== INFORMATION PROVIDED ==
⟨

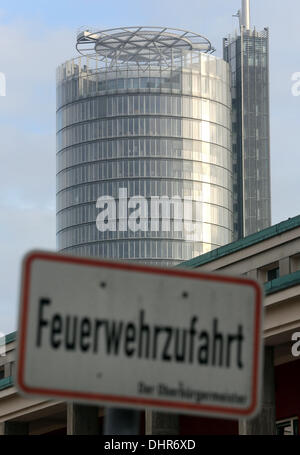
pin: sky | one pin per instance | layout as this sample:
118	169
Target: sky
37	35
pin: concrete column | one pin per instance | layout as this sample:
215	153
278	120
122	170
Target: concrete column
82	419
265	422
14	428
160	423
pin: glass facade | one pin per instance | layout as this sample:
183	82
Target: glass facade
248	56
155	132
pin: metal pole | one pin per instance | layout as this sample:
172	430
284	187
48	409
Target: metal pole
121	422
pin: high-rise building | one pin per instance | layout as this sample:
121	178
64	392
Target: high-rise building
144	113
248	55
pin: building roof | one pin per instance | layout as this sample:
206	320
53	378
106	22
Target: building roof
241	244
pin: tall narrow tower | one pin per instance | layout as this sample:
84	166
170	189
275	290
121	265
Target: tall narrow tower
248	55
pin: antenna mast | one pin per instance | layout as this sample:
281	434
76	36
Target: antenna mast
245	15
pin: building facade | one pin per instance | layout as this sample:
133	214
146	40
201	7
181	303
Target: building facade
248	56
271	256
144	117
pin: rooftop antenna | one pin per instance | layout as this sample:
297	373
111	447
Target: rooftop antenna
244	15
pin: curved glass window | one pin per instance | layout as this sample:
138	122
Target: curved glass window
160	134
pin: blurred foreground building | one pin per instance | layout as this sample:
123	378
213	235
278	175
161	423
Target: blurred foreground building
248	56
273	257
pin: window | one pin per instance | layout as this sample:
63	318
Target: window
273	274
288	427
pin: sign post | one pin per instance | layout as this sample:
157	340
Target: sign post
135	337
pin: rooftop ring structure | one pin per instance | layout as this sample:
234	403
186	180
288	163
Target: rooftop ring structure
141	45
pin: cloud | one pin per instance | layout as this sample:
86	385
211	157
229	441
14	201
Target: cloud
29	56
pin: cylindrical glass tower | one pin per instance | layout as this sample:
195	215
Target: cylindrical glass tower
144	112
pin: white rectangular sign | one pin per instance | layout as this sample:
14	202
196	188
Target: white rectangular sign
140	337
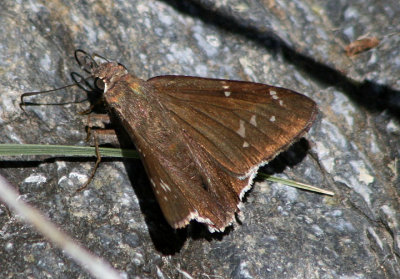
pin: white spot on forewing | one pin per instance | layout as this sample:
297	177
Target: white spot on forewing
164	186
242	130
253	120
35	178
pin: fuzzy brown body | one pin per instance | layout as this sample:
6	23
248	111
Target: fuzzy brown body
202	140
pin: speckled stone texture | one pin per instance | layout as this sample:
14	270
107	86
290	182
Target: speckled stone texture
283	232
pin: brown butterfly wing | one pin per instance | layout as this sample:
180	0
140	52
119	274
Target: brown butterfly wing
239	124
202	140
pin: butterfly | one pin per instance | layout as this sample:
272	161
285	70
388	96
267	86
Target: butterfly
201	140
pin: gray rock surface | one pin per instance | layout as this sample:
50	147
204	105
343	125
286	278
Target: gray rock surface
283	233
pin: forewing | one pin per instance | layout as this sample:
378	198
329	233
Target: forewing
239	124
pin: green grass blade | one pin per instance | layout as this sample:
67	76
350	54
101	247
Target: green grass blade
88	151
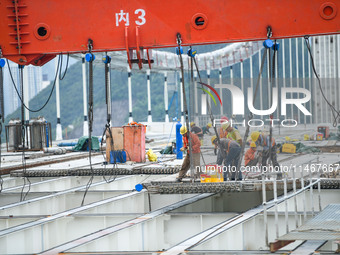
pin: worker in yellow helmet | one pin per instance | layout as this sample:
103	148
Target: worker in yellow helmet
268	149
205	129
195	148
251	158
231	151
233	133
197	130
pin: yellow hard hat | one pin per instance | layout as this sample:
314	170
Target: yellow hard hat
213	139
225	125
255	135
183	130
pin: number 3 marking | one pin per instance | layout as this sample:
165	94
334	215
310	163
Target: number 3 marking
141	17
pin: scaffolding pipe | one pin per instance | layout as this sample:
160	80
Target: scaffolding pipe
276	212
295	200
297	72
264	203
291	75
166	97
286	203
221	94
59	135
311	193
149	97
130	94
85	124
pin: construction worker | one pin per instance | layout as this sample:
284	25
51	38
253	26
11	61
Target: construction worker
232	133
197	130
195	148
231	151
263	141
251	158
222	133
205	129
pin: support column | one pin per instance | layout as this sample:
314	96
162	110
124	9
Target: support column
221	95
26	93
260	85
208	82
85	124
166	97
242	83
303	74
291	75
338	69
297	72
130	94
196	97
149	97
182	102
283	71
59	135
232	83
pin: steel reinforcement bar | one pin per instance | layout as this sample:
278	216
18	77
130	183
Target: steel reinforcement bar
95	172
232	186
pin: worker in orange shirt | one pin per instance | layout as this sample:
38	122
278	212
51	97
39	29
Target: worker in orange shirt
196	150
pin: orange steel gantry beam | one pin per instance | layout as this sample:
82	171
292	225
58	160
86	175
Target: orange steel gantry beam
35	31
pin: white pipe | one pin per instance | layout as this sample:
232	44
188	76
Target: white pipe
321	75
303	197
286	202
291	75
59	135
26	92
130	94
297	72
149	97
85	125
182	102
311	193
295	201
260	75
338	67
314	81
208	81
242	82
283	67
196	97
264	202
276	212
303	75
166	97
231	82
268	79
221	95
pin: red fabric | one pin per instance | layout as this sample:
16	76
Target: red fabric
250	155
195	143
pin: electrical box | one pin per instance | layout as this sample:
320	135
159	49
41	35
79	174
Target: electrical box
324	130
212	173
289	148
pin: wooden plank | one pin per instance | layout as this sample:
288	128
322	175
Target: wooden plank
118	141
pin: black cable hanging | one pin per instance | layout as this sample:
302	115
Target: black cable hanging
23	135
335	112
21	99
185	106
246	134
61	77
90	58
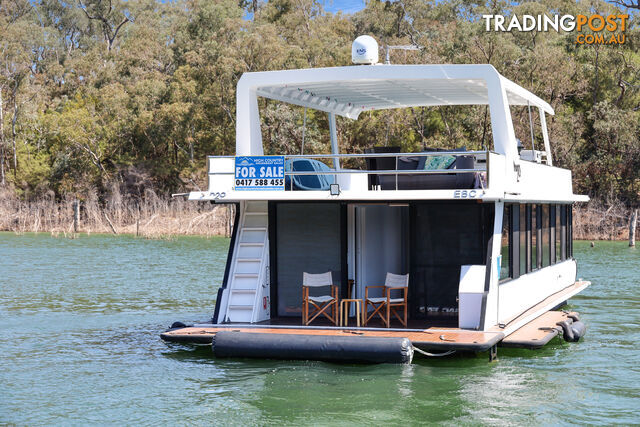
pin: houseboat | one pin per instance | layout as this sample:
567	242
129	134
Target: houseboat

⟩

== WHAT TO DO ==
Copy out all of the material above word for word, leaving out the pictures.

== OUTPUT FOR THIS EXERCISE ==
pin: sky | one pin per instance | layout as this sample:
118	169
Target: sky
37	35
pin: concrete column | one pin per instance | layout as this sample:
215	153
278	120
122	170
Target: concrete column
82	419
265	422
14	428
160	423
pin: glass facade | one pin per instance | layout as this sample:
183	82
Target: glass facade
248	56
155	132
pin: metal pole | one pin per instance | layout as this sample:
172	430
284	187
48	409
Target: metal pole
121	422
pin: high-rise building | one pin per instance | layout as this sample:
121	178
64	392
Target: high-rise building
144	113
248	55
pin: building roof | one pin per instance | layout as this sample:
206	320
53	378
106	22
Target: building roof
241	244
pin: tall narrow tower | one pin per instance | layout as this sample:
84	166
170	189
275	290
121	265
Target: tall narrow tower
248	55
pin: antenna mast | one pin per instance | layout as this sample:
281	434
76	36
Target: antenna mast
245	15
pin: building facade | one pin per instance | layout as this sample:
133	214
146	40
201	7
181	303
Target: building facade
248	56
271	256
144	117
pin: rooftop antenna | one pin per instance | layout as this sample:
297	373
111	447
Target: rooftop antenna
244	15
pin: curved glass window | one pin per instance | layout as this sample:
138	122
Target: curved glass window
160	134
pin: blurred foreground building | one pin per instance | layout as this sample:
123	378
213	235
278	175
161	423
Target: blurred foreground building
248	56
273	257
pin: window | one pin per instance | layout as this sample:
63	318
Target: window
273	274
288	427
pin: sign post | one pin per instance | layout as this sample:
157	340
Target: sign post
135	337
pin: rooftop ring structure | one pin per instance | layout as this sample:
234	403
186	180
288	163
Target: rooftop ring structure
141	45
pin: cloud | one pin per instance | layout as this sample:
86	385
211	157
229	441
14	201
Target: cloud
29	56
pin: cylindrical glass tower | one pin per instance | layout as this sample:
195	215
Target: cylindrical glass tower
144	112
pin: white rectangular sign | one pin per instance | layout as this sample:
14	202
196	188
Target: white rectangular sign
140	337
pin: white spot on forewing | one pin per instance | layout as this sample:
297	177
Target: white spot on forewing
164	186
242	130
253	120
35	178
pin: fuzzy brown body | one pin per instance | layout as this sample:
6	23
248	111
Target: fuzzy brown body
202	140
pin: speckled stone texture | one pin per instance | layout as this sample:
14	270
107	86
290	182
Target: speckled stone texture
283	232
pin: brown butterfly wing | one pin per instance | layout as this sample:
180	0
140	52
119	274
Target: brown butterfly wing
239	124
202	140
pin: butterfly | one pin per instance | layout as this sample:
272	161
285	70
388	96
267	86
Target: butterfly
201	140
pin: gray rock surface | one pin per instance | layout as this sample:
50	147
204	105
343	125
286	278
Target: gray rock surface
283	233
pin: forewing | one pin per instance | layout as this sample:
378	198
329	233
Target: forewing
239	124
pin: green grass blade | one pin per instance | layout as this sample:
67	76
350	54
101	247
Target: green grass blade
88	151
pin: worker in yellow helmet | one pin per instance | layout as this sample:
103	148
Target: worker in yellow helmet
268	149
205	129
195	148
251	158
231	151
233	133
197	130
pin: yellow hard hat | one pin per instance | layout as this sample:
314	170
Target: yellow hard hat
213	139
225	125
255	135
183	130
pin: number 3 marking | one pin per instance | layout as this sample:
165	94
334	215
310	163
Target: number 3 marking
141	17
pin: scaffolding pipe | one pin per instance | layout as this sample:
160	80
Target: scaffolding pipe
276	212
295	200
297	72
264	203
291	75
166	97
286	203
221	94
59	135
311	193
149	97
130	94
85	124
pin: construction worker | one pin per instance | layout as this sample:
284	25
51	38
253	26
11	61
Target: construction worker
232	133
197	130
195	148
231	151
263	141
251	158
222	133
205	129
pin: support column | one pin per instance | layout as this sample:
314	96
162	110
124	9
Target: support column
221	95
26	93
260	85
208	82
85	124
166	97
242	83
303	74
291	75
338	69
297	72
130	94
196	97
149	97
182	102
283	71
59	135
232	83
pin: steel reinforcement bar | one pin per instance | layout as this sample:
278	216
18	77
130	183
Target: steel reinforcement bar
95	172
232	186
pin: worker in orange shirt | one pin per instance | layout as this sample:
38	122
278	212
51	97
39	29
Target: worker in orange shirt
196	150
pin: orange steel gantry beam | one pin per instance | layout as this sample:
82	171
292	225
58	160
86	175
Target: orange steel gantry beam
35	31
pin: white pipe | one pin per instance | layout as this sample:
232	44
188	76
Target: white pipe
321	75
303	197
286	202
291	75
59	135
26	92
130	94
297	72
149	97
85	125
182	102
311	193
295	201
260	75
338	67
314	81
208	81
242	82
283	67
196	97
264	202
276	212
303	75
166	97
231	82
268	79
221	95
pin: red fabric | one pin per instance | layout as this sample:
16	76
Target: red fabric
250	155
195	143
pin: electrical box | one pin per instance | layout as this sample:
320	135
159	49
41	35
79	174
Target: electrical box
324	130
212	173
289	148
pin: wooden plank | one pin per instance | layout as this sample:
288	128
322	175
Target: wooden plank
118	141
pin: black cable hanging | one pin per instance | layout as this sample:
302	115
Target: black cable hanging
23	135
335	112
21	99
185	106
246	134
61	77
90	58
pin: houseboat | one pin per instance | layout as this sample:
567	242
129	134
Target: houseboat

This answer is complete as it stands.